PROBLEM TO SOLVE:
Give back all the data exactly, line by line.

DATA RECORDS:
◇ ◇ ◇ ◇

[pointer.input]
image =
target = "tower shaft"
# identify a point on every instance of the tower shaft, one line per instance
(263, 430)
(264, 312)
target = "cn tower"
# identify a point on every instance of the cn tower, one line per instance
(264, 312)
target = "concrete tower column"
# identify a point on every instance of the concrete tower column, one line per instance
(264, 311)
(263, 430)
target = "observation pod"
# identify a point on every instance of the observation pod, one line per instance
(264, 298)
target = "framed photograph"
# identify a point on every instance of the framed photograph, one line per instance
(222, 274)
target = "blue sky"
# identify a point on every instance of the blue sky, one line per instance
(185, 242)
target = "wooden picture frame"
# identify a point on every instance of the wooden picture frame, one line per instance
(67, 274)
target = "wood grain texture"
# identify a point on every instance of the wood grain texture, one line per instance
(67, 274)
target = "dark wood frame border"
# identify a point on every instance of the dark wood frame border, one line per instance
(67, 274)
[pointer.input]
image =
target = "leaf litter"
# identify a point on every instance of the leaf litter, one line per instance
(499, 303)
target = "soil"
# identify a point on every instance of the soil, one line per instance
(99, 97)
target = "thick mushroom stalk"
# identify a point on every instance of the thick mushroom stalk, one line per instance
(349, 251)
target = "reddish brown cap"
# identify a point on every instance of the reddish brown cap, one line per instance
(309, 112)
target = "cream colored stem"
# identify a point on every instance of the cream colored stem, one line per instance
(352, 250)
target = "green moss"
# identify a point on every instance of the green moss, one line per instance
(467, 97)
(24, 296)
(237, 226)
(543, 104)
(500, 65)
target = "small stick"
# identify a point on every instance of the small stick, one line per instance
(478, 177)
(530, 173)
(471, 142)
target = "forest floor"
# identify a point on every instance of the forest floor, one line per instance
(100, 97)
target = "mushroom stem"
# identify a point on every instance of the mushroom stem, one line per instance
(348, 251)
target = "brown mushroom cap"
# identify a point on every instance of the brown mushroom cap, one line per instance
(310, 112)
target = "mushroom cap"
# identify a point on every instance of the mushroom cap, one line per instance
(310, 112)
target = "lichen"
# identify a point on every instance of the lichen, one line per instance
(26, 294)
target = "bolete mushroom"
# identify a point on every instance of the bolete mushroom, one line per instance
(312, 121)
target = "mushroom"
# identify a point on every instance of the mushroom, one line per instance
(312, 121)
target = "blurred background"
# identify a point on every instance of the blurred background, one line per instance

◇ ◇ ◇ ◇

EXERCISE RESULT:
[pointer.input]
image =
target = "tower shaft"
# identify a point on every instance of the tower shaft, one line per instance
(263, 430)
(264, 312)
target = "cn tower"
# identify a point on every instance of the cn tower, one line per instance
(264, 312)
target = "concrete tower column"
# identify a point on every instance of the concrete tower column, one line per instance
(264, 311)
(263, 430)
target = "observation pod"
# identify a point on every instance of the observation pod, one line per instance
(264, 298)
target = "framed photograph"
# identify a point on every instance of the framed photograph, one line per instance
(222, 274)
target = "blue sky"
# identify a point on every instance of the blue sky, one line per instance
(185, 242)
target = "wooden picture frame"
# identify a point on every instance of the wooden picture frame, one line per instance
(67, 274)
target = "wood grain texture"
# identify a point on every instance of the wood grain texture, one line per instance
(67, 274)
target = "dark wood frame border"
# identify a point on every instance of the dark wood frame border, one line per instance
(67, 274)
[pointer.input]
image =
target = "leaf litter"
# identify a point on every instance of the leaf litter, one line per instance
(499, 303)
target = "soil"
# identify a point on every instance of the soil, one line per instance
(99, 97)
target = "thick mushroom stalk"
# identify a point on every instance of the thick mushroom stalk, one line per instance
(349, 251)
target = "reddish brown cap"
# identify a point on every instance of the reddish brown cap, one line per instance
(309, 112)
target = "cream colored stem"
# identify a point on every instance of the cream colored stem, one line per instance
(352, 250)
target = "green moss"
# identify a point on every instance of the green moss, one line per instance
(467, 97)
(24, 296)
(237, 226)
(543, 104)
(500, 65)
target = "small stick"
# identify a point on every instance of the small stick, one line per instance
(478, 177)
(530, 173)
(471, 142)
target = "forest floor"
# identify a point on every instance of the forest floor, one line per instance
(100, 97)
target = "mushroom stem"
# identify a point on every instance of the mushroom stem, one line per instance
(348, 251)
target = "brown mushroom cap"
# identify a point on every instance of the brown mushroom cap, one line per instance
(310, 112)
target = "mushroom cap"
# identify a point on every instance of the mushroom cap, one line per instance
(310, 112)
target = "lichen"
# identify a point on every instance of the lichen, one line per instance
(26, 294)
target = "bolete mushroom"
# identify a point on every instance of the bolete mushroom, one line per instance
(312, 121)
target = "mushroom"
# identify a point on every instance of the mushroom, one line per instance
(312, 121)
target = "blurred background"
# identify a point on every instance of the blurred background, one line per instance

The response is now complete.